LO QUE SE PIDE -
Reproduce íntegro y sin ningún cambio el texto titulado «¿Qué hacer?», que aparece a continuación.

¿Qué hacer?
I
Hace ya
más de un siglo, en 1902, Vladimir Lenin se preguntaba cómo enfocar la
lucha revolucionaria; así, parafraseando el título de la novela de su
compatriota Nikolai Chernishevski, de 1862, igualmente se interrogaba ¿qué hacer?
La pregunta quedó como título de la que sería una de las más connotadas
obras del conductor de la revolución bolchevique. Hoy, 117 años
después, la misma pregunta sigue vigente: ¿qué hacer?
Es decir:
qué hacer para cambiar el actual estado de cosas. Si vemos el mundo
desde el 20% de los que comen todos los días, tienen seguridad social y
una cierta perspectiva de futuro, las cosas no van tan mal. Si lo
miramos desde el otro lado, no el de los “ganadores” sino del restante
80% de la población planetaria, la situación es patética. Un mundo en el
que se produce aproximadamente un 40% de comida más de la necesaria
para alimentar a toda la humanidad sigue teniendo al hambre como
principal causa de muerte; mundo en el que el negocio más redituable es
la fabricación y venta de armamentos y donde un perrito hogareño de
cualquier casa de ese 20% de la humanidad que arriba mencionábamos come
más carne roja al año que un habitante de los países del Sur. Mundo que
está buscando agua en el planeta Marte mientras la niega a la gran
mayoría de la población mundial en esta Tierra. Mundo en el que es más
importante seguir acumulando dinero, aunque el planeta se torne
invivible por la contaminación ambiental que esa misma acumulación
conlleva. Mundo, entonces, que sin ningún lugar a dudas debe ser
cambiado, transformado, porque así, no va más, porque es el colmo de la
irracionalidad, de la injusticia, de la asimetría.

MATERIAL DE PARTIDA -
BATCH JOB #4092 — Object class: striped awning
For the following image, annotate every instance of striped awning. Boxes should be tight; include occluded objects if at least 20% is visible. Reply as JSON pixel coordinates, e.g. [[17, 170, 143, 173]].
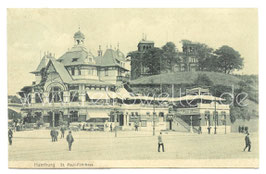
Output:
[[87, 90, 110, 100], [88, 112, 109, 119], [106, 91, 121, 99]]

SOLUCIÓN COMPLETA -
¿Qué hacer?
I
Hace ya
más de un siglo, en 1902, Vladimir Lenin se preguntaba cómo enfocar la
lucha revolucionaria; así, parafraseando el título de la novela de su
compatriota Nikolai Chernishevski, de 1862, igualmente se interrogaba ¿qué hacer?
La pregunta quedó como título de la que sería una de las más connotadas
obras del conductor de la revolución bolchevique. Hoy, 117 años
después, la misma pregunta sigue vigente: ¿qué hacer?
Es decir:
qué hacer para cambiar el actual estado de cosas. Si vemos el mundo
desde el 20% de los que comen todos los días, tienen seguridad social y
una cierta perspectiva de futuro, las cosas no van tan mal. Si lo
miramos desde el otro lado, no el de los “ganadores” sino del restante
80% de la población planetaria, la situación es patética. Un mundo en el
que se produce aproximadamente un 40% de comida más de la necesaria
para alimentar a toda la humanidad sigue teniendo al hambre como
principal causa de muerte; mundo en el que el negocio más redituable es
la fabricación y venta de armamentos y donde un perrito hogareño de
cualquier casa de ese 20% de la humanidad que arriba mencionábamos come
más carne roja al año que un habitante de los países del Sur. Mundo que
está buscando agua en el planeta Marte mientras la niega a la gran
mayoría de la población mundial en esta Tierra. Mundo en el que es más
importante seguir acumulando dinero, aunque el planeta se torne
invivible por la contaminación ambiental que esa misma acumulación
conlleva. Mundo, entonces, que sin ningún lugar a dudas debe ser
cambiado, transformado, porque así, no va más, porque es el colmo de la
irracionalidad, de la injusticia, de la asimetría.